------ Exercise inputs

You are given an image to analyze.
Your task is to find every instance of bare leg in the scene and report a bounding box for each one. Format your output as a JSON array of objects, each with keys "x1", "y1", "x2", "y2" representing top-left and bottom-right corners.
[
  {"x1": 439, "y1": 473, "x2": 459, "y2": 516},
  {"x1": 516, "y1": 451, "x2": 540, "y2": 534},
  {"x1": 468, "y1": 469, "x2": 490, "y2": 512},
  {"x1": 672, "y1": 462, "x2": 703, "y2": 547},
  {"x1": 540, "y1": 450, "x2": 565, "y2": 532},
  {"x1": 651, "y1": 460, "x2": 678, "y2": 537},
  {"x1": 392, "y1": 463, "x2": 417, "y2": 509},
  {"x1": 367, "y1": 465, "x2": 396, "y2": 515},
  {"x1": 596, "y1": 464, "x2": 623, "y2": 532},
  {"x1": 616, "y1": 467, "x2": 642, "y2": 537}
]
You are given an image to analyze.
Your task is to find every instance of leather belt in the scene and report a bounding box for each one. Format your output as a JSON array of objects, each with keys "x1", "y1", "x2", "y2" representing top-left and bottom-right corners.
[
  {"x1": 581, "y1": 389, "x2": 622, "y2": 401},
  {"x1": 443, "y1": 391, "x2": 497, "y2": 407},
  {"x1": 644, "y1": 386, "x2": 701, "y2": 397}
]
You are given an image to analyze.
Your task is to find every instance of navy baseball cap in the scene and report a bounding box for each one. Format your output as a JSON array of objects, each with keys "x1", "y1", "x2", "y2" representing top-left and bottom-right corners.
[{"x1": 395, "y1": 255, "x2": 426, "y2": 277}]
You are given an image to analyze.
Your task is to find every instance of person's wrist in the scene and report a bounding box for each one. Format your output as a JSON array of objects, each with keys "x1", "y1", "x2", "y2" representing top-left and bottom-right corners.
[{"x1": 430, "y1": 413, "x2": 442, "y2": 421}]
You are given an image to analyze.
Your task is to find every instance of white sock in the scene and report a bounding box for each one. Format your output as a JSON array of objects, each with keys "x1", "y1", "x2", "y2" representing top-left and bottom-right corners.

------------

§ **Work item**
Print exactly the lines between the line with "Your task is to find every instance of person's" and the final line of the records above, both included.

§ **Final answer**
Your task is to find every instance of person's wrist in the scene and report a bounding box for each one. Format your output as a JSON array of objects, each with keys "x1", "y1", "x2", "y2" representing top-left and bottom-right corners.
[{"x1": 430, "y1": 413, "x2": 442, "y2": 421}]
You are given an image to analyze.
Your task is to find every instance of white sock in the scene and report a bounding box for each one. Format your output as a JSON array of objects, each with keys "x1", "y1", "x2", "y2" representing top-left and bottom-right corners.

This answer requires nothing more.